Segment Start: TEXT PROVIDED

How Managed File Transfer Solutions Erase Compliance Blind Spots

Managed file transfer solutions can be a game-changer for healthcare organizations still struggling to comply with HIPAA standards. With managed file transfer solutions organizations can consolidate, streamline and finally ensure end-to-end oversight of their files.

Compliance continues to be a source of blind spots for even the most forward-thinking organizations, especially in the healthcare industry. From compliance officers to the C-suite and regular employees, people continue to feel the pressure of complying with industry regulations and federal governance for safe-guarding critical data. It can be exceedingly difficult to feel like you’ve actually gotten to a point where you know compliance – as well as security – can be totally assured. Managed file transfer is a key component of this compliance concern. 

Maybe you’re not even there yet. Maybe it feels like your organization will never get to that point. And because compliance issues affect all data-users – which means most employees – in the entire company, getting so many people on board can seem like an eternal uphill battle. This is can be especially hard in the healthcare industry, where the focus tends to stay on patient care and technological development, not information protection. That doesn’t have to change – just the methods of keeping data safe do.

Managed File Transfer and Compliance

Managed file transfer offers not only improvements upon outmoded file transfer protocols like FTP, but an end-to-end service for the smarter storage, transfer and archival of important information. Whether it focuses on a system-centric or community-centric method of file transfer management, it offers a framework, as well as tools, guidance and optimal support, for organizations that need better information protection now.

Slow HIPAA compliance continues in healthcare

The Health Insurance Portability and Accountability Act inspires headaches in many medical professionals and administrators. It’s complex, far-reaching and, in some ways, doesn’t actually address the security requirements and issues that many healthcare organizations face. However, you have to start somewhere, and HIPAA is certainly a level of data security standard that providers, health insurers and employers can work from.

One reason that HIPAA compliance is so hard is because it deals directly with healthcare supply chains and the relationships between partners in a broader system. This is most apparent in the year-old HIPAA Omnibus, which brought many businesses associated with healthcare provision under the HIPAA umbrella, making them potentially liable and penalized for HIPAA violations. For healthcare organizations that have directly dealt with HIPAA, challenges still remain, but for firms only recently subjected to penalties and fines, compliance can seem quite difficult. And the fact is, many companies are taking an approach that doesn’t effectively fulfill compliance measures in a cost-efficient or resolutely effective way. It’s the check-box approach, said data security expert Andrew Hicks in a recent interview with HealthInfoSecurity, and it doesn’t often work.

“It’s very big, it’s vague, it’s risk-based. Organizations that are new to this or don’t have dedicated [compliance] resources just throw up their hands into the air; they don’t know where to start,” Hicks said. “There are a lot of things that they miss by not adopting a security framework or going at it with a security approach.”

Siloed Compliance is a Problem

Besides sowing confusion and giving rise to a siloed (read: disconnected) approach to compliance, which almost guarantees that requirements cannot be cost-effectively satisfied, the effort can end up pinning responsibility on people within the company. Compliance Week contributor Matt Kelly recently wrote that the lack of a cohesive, coherent framework is keeping many organizations from every seeing the big picture.

“It also gets to deeper, philosophical questions about whether strategic risk is within the purview of compliance and audit executives at all,” Kelly observed. “Isn’t setting strategic direction the job of the board and CEO? Aren’t they supposed to chart the course, and we mere mortals follow that course or seek employment elsewhere?”

Segment End: TEXT PROVIDED
Segment Start: EXTRACTED MATERIAL

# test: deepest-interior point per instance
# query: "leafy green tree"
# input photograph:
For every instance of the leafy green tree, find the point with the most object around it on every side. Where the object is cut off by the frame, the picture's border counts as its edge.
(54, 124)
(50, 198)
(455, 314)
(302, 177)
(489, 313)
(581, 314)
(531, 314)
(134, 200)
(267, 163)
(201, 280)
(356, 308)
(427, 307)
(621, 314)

Segment End: EXTRACTED MATERIAL

YOUR TASK => In the article on compliance blind spots, rewrite the passage from "How Managed File" up to and including "of their files.", substituting "health care" for each "healthcare".

ANSWER TO THIS EXERCISE =>
How Managed File Transfer Solutions Erase Compliance Blind Spots

Managed file transfer solutions can be a game-changer for health care organizations still struggling to comply with HIPAA standards. With managed file transfer solutions organizations can consolidate, streamline and finally ensure end-to-end oversight of their files.